**Tasks to carry out**
(A) From the text about the DZRP shortwave station, list every other name besides Radyo Pilipinas Worldwide that the station is or was known by.
(B) Continue the text about the DZRP shortwave station, starting after its last sentence.

**Selected excerpt**
=-=-=-=-=

DZRP - Radyo Pilipinas Worldwide (also known as Voice of the Philippines and RP3, then known as Radyo Pagasa) is a short-wave radio station broadcasting outside the Philippines. Owned by the Philippine Broadcasting Service under the Presidential Communications Group, the station is operated from Mondays to Sundays 1:30 AM to 11:30 AM PST (17:30-03:30 UTC) on various shortwave frequencies, with internet live streaming across all schedules. It broadcasts in Filipino and English languages. Radyo Pilipinas Worldwide uses the relay transmitter facilities of Voice of America in Tinang, Concepcion, Tarlac for its broadcast purposes.

As PBS made a rebranding of its flagship network Radyo ng Bayan and station DZSR into Radyo Pilipinas by 2017, the shortwave station remains unchanged but added "Worldwide" to its name to avert confusion.

=-=-=-=-=

**Supplied entries**
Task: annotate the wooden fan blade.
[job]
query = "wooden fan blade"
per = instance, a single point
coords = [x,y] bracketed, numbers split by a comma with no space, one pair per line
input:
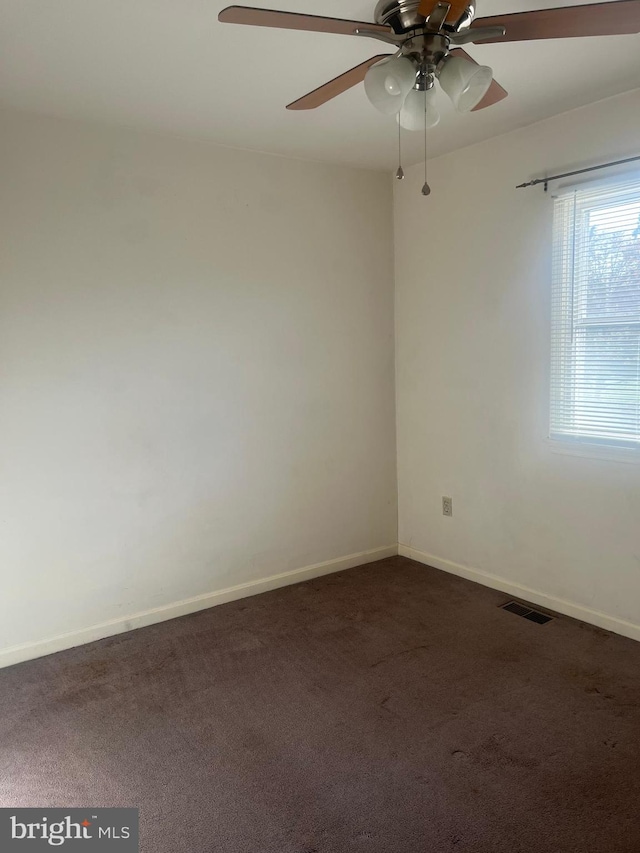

=-=-=-=-=

**Written answers**
(A)
Voice of the Philippines
RP3
Radyo Pagasa

(B)
History
During the Martial Law era, the National Media Production Center (NMPC) operated its own station Voice of the Philippines (VOP) on 2 frequencies: 920 kHz on AM, and 9.81 MHz on shortwave.

After EDSA Revolution in 1986, the NMPC and Bureau of Broadcasts (BB) were abolished, led to its stations (including VOP) were reassigned to the newly-reinstated PBS. VOP was later rebranded as Radyo Pagasa until in 1987 when the station became Radyo Pilipinas under its own callsign DZRP.

Programming

Available time and frequencies
As of January 2023, Radyo Pilipinas Worldwide is available on the following times (schedule and shortwave frequencies may changed without prior notice):

Radyo Pilipinas' programs can also be heard via live audio streaming in the internet from 11:30pm to 12:00 noon of the next day PST.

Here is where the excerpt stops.